- **Compiti da svolgere**
(1) Trascrivi dal testo sulla riforma della cittadinanza il brano tra "Campagna per la" e "cresciuti in Italia.", estremi compresi.
(2) Elenca le organizzazioni che, secondo il testo sulla riforma della cittadinanza, promuovono o sostengono la campagna nazionale.

- **Testo citato**
☆ ☆ ☆ ☆
Campagna per la riforma della cittadinanza

08.03.2011 10:15

 

NUOVI CITTADINI, SCUOLA E LAVORO

Al via la fase due della Campagna nazionale per la riforma della legge sulla cittadinanza, promossa dall'Anolf e dall'Anolf giovani, con il sostegno della Cisl. Obiettivo è il riconoscimento dello ius soli agli oltre 800 mila bambini e adolescenti di seconda generazione, nati da genitori stranieri ma cresciuti in Italia.

Persone che si sentono italiane ma che, al compimento del diciottesimo anno, non avendo la cittadinanza (che il nostro sistema giuridico riconosce solo a chi è nato o si è sposato con cittadini italiani) potrebbero perdere il diritto ad avere un permesso di soggiorno.

Li chiamano “gli italiani con il foglio di via”. Generazione “zero”, cittadini senza patria e senza diritti. In Parlamento, sono presenti diversi disegni di legge che chiedono la riforma della legge sulla cittadinanza (non ultimo il testo presentato dagli onorevoli Sarubbi e Granata) ma attualmente tutti giacciono nei cassetti delle commissioni Affari costituzionali di Camera e Senato.
☆ ☆ ☆ ☆
- **Dati forniti**
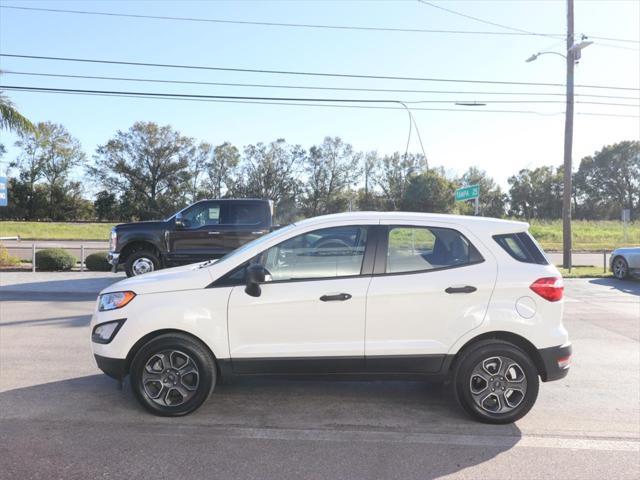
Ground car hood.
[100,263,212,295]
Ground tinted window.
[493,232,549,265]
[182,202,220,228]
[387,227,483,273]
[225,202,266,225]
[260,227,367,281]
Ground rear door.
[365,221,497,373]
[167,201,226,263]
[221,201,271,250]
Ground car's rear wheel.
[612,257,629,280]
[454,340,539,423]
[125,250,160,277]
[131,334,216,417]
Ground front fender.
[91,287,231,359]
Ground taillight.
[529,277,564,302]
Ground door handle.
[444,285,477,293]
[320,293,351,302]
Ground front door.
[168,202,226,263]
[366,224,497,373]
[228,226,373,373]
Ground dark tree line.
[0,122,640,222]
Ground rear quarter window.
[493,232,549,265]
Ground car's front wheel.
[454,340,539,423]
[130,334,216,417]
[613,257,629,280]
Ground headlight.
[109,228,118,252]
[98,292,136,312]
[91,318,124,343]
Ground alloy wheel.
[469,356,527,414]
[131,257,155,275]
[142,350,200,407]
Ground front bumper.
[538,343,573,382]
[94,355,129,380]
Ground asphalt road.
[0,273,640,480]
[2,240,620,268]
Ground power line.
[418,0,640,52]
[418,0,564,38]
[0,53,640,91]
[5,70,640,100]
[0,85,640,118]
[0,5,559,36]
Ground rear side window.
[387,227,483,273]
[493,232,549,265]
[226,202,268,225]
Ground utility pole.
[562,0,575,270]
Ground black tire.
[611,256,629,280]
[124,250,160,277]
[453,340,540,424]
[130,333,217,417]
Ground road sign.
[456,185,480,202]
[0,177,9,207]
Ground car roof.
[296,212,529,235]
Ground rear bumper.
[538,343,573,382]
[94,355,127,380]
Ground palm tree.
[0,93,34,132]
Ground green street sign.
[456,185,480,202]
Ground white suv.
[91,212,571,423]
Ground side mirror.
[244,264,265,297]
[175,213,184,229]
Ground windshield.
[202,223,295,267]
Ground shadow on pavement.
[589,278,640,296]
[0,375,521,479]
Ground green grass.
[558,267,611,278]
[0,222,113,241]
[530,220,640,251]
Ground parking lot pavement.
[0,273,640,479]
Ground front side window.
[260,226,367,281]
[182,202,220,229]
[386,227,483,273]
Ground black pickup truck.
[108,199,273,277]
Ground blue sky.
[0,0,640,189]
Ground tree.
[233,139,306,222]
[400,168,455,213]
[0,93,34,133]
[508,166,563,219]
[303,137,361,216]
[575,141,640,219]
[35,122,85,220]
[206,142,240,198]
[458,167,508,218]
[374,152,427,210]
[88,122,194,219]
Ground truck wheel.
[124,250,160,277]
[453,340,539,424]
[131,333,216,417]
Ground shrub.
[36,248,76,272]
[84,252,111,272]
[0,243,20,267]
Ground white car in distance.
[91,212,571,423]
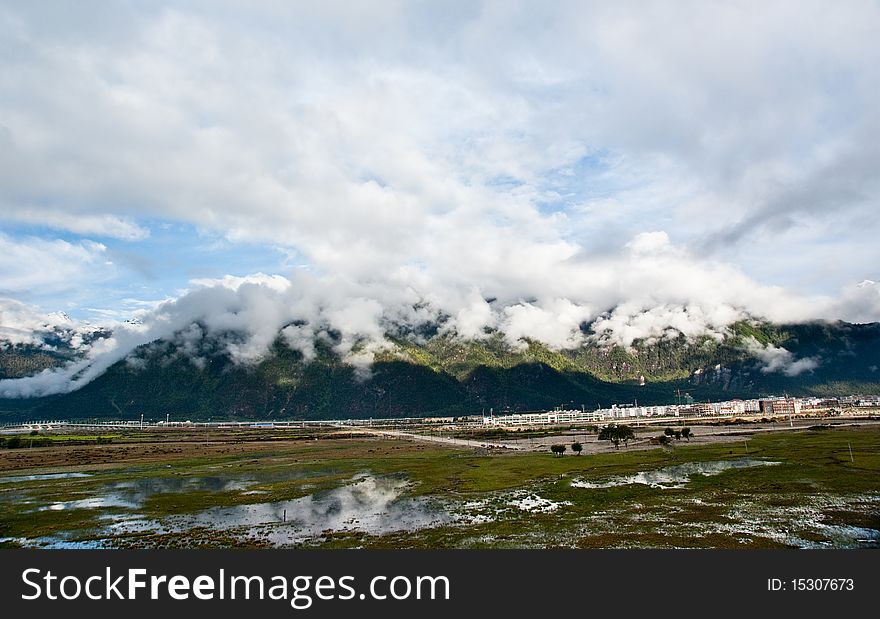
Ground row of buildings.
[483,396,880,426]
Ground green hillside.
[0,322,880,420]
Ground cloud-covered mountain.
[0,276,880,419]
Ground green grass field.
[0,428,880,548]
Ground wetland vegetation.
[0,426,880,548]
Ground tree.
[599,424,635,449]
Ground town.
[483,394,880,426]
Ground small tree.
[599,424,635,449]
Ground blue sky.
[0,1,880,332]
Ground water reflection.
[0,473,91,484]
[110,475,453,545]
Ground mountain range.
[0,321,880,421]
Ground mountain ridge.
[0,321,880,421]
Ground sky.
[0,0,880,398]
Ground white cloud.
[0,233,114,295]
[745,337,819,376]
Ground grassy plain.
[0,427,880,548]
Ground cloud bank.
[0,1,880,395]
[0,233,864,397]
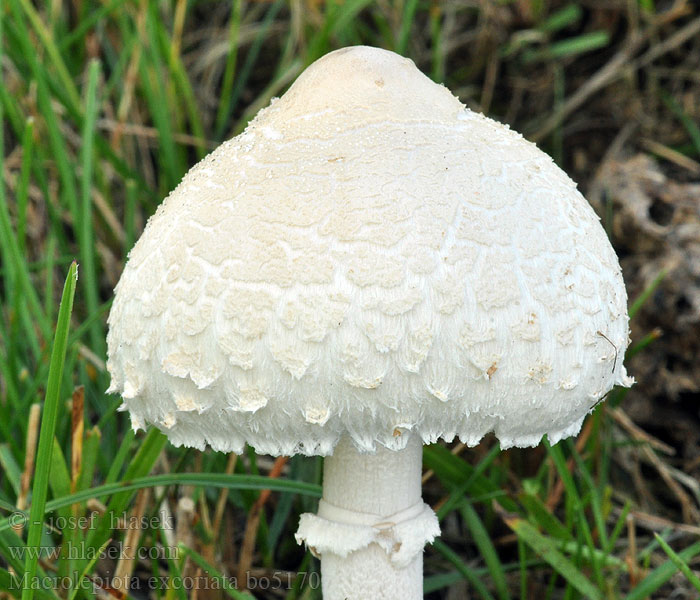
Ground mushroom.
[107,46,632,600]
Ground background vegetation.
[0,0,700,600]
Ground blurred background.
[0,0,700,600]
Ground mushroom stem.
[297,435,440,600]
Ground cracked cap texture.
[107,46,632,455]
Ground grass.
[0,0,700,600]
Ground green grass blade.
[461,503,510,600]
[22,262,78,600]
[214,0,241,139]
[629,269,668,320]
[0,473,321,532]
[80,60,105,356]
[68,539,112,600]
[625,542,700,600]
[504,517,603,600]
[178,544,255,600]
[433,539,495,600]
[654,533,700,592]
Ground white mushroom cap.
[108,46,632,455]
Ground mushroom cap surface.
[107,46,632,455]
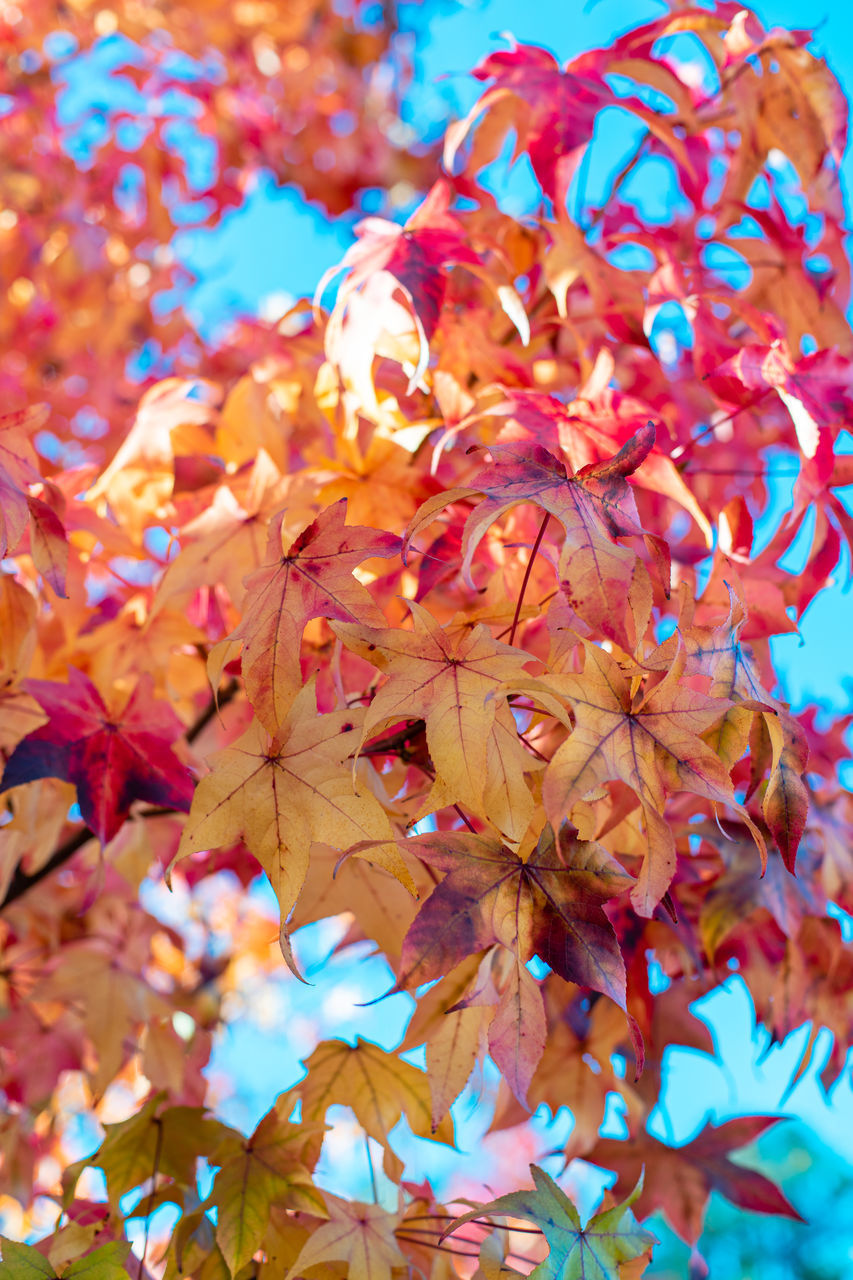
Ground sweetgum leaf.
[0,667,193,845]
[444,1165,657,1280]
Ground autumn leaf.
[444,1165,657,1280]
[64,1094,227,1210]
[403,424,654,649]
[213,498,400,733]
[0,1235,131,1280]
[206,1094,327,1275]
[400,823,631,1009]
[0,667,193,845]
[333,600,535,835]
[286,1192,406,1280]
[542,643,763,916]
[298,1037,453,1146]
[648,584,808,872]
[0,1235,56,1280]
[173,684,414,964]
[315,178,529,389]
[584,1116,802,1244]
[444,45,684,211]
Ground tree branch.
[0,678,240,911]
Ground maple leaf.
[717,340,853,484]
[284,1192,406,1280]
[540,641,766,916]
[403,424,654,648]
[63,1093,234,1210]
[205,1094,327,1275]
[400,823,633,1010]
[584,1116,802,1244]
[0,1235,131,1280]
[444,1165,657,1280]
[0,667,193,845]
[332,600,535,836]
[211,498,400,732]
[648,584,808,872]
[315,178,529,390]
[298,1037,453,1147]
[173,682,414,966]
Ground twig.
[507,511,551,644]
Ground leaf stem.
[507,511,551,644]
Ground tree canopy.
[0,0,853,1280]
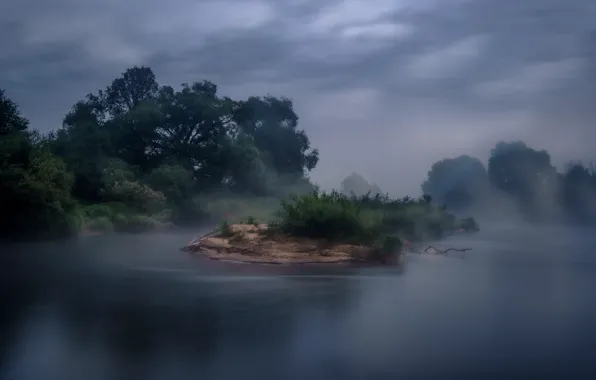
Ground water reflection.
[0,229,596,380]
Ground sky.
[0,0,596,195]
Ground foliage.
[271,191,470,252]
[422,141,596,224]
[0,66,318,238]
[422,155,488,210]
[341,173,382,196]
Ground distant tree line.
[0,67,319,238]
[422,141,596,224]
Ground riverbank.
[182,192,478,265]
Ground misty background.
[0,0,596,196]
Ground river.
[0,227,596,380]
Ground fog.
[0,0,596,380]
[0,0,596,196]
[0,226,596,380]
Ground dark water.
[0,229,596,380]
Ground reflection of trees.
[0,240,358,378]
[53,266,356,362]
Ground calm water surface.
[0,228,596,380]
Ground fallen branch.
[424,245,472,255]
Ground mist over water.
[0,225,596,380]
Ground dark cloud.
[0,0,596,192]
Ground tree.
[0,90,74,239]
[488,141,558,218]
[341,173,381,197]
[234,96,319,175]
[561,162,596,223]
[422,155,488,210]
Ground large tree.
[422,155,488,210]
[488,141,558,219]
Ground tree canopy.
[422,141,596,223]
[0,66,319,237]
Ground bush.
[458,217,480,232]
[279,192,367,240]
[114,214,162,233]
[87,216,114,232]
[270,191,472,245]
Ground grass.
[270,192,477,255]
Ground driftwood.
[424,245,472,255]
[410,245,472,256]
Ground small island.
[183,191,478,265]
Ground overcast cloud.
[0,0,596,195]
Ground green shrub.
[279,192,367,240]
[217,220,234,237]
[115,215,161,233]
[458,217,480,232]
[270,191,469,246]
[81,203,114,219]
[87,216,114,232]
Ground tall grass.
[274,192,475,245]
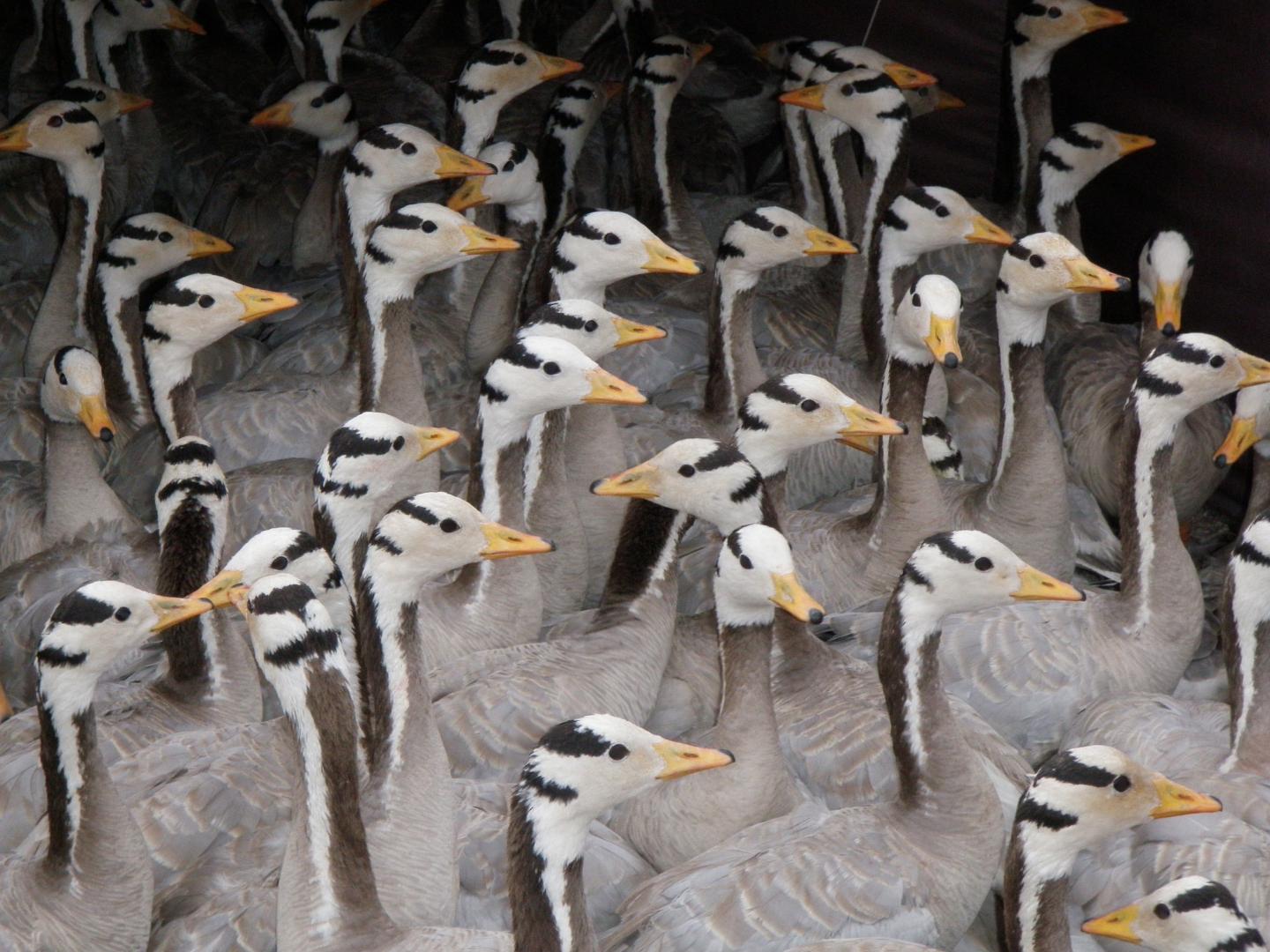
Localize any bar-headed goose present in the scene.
☆ ☆ ☆ ☆
- **Risultati dell'esercizio**
(1)
Campagna per la riforma della cittadinanza

08.03.2011 10:15

 

NUOVI CITTADINI, SCUOLA E LAVORO

Al via la fase due della Campagna nazionale per la riforma della legge sulla cittadinanza, promossa dall'Anolf e dall'Anolf giovani, con il sostegno della Cisl. Obiettivo è il riconoscimento dello ius soli agli oltre 800 mila bambini e adolescenti di seconda generazione, nati da genitori stranieri ma cresciuti in Italia.

(2)
Anolf
Anolf giovani
Cisl